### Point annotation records

►

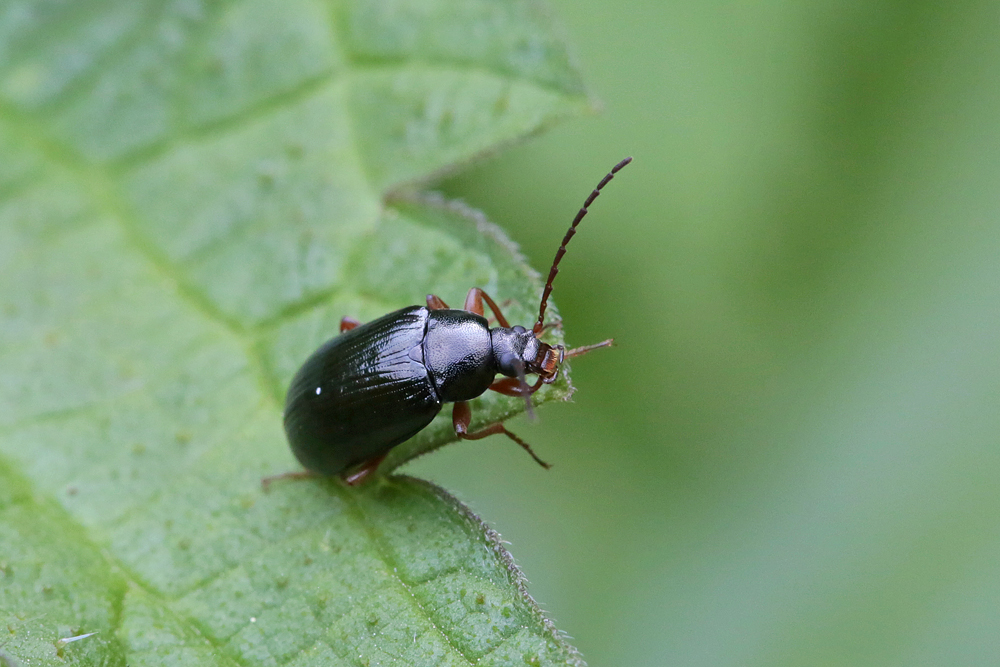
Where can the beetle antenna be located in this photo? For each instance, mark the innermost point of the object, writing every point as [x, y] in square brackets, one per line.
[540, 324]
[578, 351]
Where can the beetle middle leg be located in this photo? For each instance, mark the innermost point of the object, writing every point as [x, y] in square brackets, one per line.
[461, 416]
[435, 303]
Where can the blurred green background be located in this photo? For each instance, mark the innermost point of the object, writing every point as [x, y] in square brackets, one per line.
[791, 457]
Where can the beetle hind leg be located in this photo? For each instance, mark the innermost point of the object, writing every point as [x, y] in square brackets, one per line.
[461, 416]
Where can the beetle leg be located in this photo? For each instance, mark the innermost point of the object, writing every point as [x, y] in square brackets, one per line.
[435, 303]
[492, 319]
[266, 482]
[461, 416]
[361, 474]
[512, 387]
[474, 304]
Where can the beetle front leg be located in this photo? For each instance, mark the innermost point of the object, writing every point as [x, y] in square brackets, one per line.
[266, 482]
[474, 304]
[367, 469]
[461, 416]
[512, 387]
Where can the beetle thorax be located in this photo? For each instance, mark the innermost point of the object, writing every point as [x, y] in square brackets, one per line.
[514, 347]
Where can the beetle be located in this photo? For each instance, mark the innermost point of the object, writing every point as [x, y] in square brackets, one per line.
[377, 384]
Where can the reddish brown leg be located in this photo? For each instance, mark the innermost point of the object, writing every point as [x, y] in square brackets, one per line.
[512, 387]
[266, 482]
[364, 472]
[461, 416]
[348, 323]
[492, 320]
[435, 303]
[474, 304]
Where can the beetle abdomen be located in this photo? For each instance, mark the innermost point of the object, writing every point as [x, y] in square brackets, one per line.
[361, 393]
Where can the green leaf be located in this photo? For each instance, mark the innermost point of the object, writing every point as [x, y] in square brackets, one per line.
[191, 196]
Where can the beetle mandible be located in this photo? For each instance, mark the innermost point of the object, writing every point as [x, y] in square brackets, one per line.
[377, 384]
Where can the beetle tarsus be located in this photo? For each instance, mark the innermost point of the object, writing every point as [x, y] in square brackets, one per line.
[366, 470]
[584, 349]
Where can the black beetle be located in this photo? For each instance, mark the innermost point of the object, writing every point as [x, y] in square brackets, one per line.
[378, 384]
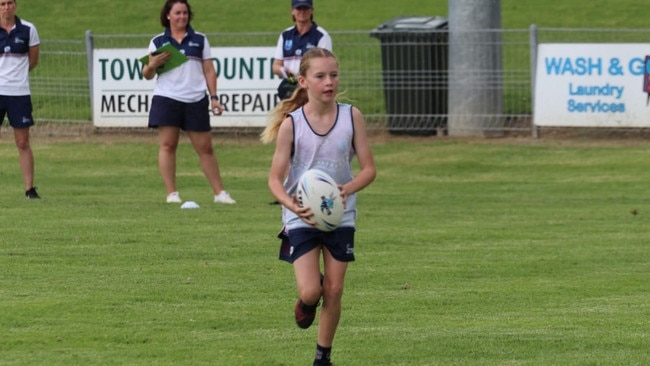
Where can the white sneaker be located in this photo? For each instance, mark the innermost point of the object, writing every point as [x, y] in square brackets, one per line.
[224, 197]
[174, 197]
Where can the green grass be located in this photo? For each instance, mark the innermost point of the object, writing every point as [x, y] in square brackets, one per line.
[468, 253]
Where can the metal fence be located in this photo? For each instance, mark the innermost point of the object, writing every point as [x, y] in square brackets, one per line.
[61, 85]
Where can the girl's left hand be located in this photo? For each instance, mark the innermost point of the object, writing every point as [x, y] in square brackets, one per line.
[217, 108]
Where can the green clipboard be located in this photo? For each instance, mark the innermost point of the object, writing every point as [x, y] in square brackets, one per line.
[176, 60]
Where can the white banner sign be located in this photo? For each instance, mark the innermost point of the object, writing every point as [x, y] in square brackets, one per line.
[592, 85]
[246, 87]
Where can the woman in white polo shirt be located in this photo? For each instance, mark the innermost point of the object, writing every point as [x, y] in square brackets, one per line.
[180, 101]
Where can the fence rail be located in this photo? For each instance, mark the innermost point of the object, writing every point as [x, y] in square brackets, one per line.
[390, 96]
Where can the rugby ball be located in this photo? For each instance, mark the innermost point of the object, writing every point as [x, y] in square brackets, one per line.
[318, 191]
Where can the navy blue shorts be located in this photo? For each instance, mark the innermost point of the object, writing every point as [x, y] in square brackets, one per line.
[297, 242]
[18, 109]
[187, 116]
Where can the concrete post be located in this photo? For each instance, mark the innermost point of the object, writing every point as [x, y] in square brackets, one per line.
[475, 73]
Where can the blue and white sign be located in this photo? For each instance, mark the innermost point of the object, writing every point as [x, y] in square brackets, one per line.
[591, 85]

◄
►

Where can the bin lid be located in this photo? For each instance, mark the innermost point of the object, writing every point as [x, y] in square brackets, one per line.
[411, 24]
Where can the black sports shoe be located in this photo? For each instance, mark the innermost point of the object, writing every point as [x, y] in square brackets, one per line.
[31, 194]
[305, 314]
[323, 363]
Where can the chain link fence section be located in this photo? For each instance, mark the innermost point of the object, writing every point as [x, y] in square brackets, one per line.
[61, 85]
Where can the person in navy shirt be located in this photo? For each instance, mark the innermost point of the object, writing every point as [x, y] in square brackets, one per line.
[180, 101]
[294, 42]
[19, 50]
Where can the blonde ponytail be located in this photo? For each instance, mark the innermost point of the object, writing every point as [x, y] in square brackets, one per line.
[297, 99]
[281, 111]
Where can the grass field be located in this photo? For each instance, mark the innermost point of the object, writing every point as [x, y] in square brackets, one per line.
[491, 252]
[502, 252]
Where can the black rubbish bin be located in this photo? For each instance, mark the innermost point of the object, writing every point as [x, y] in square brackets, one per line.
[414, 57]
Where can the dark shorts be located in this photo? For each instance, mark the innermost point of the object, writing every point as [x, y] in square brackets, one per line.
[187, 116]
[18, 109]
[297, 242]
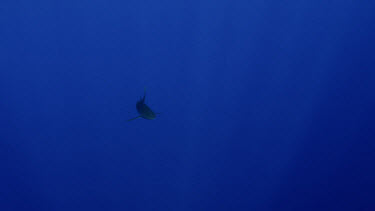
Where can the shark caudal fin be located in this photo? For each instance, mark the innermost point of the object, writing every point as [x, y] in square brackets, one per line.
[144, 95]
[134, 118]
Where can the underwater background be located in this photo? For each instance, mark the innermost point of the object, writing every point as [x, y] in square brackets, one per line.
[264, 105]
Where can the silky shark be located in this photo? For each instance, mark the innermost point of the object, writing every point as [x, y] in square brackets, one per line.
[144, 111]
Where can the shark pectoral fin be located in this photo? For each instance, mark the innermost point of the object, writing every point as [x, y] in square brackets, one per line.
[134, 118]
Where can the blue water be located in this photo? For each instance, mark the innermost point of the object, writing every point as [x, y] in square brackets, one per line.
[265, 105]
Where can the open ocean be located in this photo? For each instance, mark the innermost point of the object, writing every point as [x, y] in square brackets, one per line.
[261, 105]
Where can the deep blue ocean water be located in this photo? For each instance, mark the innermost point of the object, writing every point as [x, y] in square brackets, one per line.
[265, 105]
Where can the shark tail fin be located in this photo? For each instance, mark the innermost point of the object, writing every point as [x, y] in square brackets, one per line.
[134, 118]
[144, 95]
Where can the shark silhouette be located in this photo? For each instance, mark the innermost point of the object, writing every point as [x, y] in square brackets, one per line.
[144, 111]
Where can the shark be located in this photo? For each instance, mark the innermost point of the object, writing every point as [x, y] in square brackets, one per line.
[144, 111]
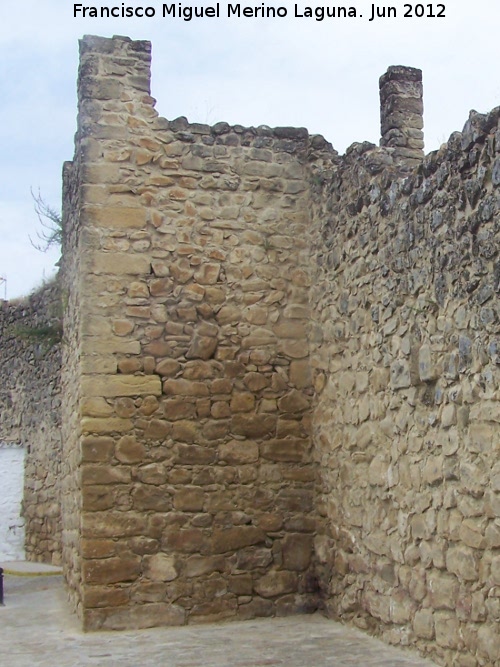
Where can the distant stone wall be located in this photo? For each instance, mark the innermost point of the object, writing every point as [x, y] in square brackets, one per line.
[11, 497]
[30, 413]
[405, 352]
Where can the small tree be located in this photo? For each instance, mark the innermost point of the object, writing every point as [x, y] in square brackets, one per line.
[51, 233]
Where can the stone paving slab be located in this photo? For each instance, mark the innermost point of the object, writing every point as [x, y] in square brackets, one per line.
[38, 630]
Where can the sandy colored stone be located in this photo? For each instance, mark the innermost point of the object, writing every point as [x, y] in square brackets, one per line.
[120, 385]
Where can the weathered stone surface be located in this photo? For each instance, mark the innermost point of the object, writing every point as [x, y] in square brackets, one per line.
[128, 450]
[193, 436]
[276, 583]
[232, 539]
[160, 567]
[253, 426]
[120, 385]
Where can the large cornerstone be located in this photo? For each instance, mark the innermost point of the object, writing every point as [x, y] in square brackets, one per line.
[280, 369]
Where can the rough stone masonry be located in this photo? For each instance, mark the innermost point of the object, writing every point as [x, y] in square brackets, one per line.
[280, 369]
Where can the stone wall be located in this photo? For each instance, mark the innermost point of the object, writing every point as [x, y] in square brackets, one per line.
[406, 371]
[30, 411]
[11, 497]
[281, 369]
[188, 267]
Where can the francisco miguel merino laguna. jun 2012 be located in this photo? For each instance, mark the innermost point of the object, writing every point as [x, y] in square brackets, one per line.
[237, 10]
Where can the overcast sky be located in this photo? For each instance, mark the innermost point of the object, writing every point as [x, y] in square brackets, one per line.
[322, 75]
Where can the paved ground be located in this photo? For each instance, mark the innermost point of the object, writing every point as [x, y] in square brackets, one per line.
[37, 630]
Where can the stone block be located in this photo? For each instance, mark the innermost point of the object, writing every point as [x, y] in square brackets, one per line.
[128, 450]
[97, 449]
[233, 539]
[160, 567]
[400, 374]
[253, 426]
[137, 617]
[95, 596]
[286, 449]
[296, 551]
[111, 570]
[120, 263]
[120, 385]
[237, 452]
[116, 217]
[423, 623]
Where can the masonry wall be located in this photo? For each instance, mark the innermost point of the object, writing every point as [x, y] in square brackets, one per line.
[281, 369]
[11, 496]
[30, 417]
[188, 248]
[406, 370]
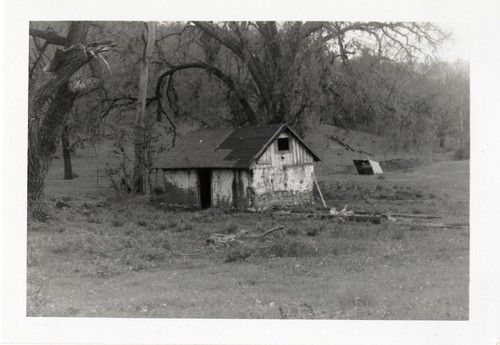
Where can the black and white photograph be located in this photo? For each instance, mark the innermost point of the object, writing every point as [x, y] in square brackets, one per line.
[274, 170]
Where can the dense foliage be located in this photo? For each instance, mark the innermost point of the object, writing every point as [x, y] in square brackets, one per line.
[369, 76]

◄

Pull out every line of the rows that contains the string "wall", treating uppercase and lowercase as different.

### Response
Where can the distant stone wall be located in this photo? For each instance, mark the innermost point of the object, writing every point as [x, y] in square brackets, one per line.
Where can the stone wall be located in this photo? For each instance, mark the innermost point of the object, writing every point as [x, y] in square brackets, one per line.
Where can the masonry wall be located in this photo? For each instance, mark the innermost point of the object, writing every point as [x, y] in square brackets, one per line.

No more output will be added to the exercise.